TASK ITEM - Nothing but the text of the listing, repeated exactly, belongs in the answer; leave the images out.
:::
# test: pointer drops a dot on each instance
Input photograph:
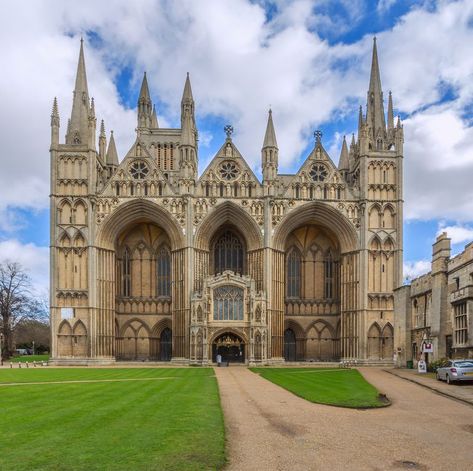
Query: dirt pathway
(270, 429)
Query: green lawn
(336, 387)
(161, 419)
(27, 358)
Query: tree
(17, 302)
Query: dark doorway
(165, 345)
(289, 345)
(230, 346)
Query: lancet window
(228, 303)
(228, 253)
(163, 272)
(126, 278)
(293, 274)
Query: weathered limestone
(152, 262)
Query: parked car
(456, 370)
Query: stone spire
(375, 108)
(187, 102)
(188, 144)
(102, 141)
(55, 123)
(154, 119)
(390, 114)
(270, 155)
(343, 163)
(270, 135)
(144, 105)
(360, 121)
(79, 126)
(112, 155)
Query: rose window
(139, 170)
(318, 173)
(228, 170)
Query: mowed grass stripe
(342, 387)
(139, 425)
(44, 374)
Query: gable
(228, 165)
(138, 169)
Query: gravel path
(271, 429)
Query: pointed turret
:::
EXERCISE RESULT -
# test: pointer drops a dot on each instance
Input photograph:
Query: dirt pathway
(270, 429)
Query: green lawn
(336, 387)
(161, 419)
(27, 358)
Query: tree
(17, 302)
Query: dark doorway
(165, 345)
(289, 345)
(230, 346)
Query: lancet window
(228, 303)
(228, 253)
(163, 272)
(126, 278)
(293, 274)
Query: weathered limestone
(152, 262)
Query: parked car
(456, 370)
Query: stone spire
(375, 108)
(187, 102)
(188, 144)
(102, 141)
(55, 123)
(154, 119)
(390, 114)
(270, 155)
(343, 163)
(270, 135)
(144, 105)
(360, 121)
(79, 126)
(112, 155)
Query: rose window
(139, 170)
(318, 173)
(228, 170)
Query: mowed grass stripe
(342, 387)
(139, 425)
(44, 374)
Query: gable
(228, 165)
(138, 169)
Query: gravel path
(271, 429)
Query: pointed turret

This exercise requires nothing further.